--- begin INFORMATION GIVEN ---
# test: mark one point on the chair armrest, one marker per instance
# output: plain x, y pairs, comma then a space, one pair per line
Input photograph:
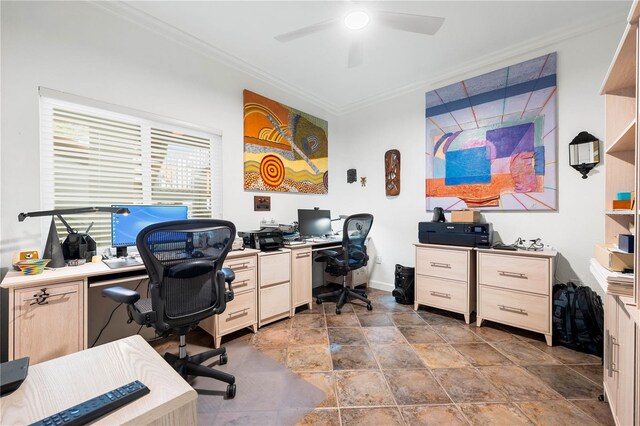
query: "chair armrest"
121, 295
229, 275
--- end INFORMATION GIVEN ---
**PROBLEM STATEMENT**: Return the lines above unchanged, keeping every line in its original order. Leave the picture out of your answer.

**PROBLEM SOLUTION**:
# test: mark one point on the chair armrest, one marker per instance
# output: plain x, y pairs, comma then a space, one pair per line
Input photograph:
query: "chair armrest"
121, 295
229, 275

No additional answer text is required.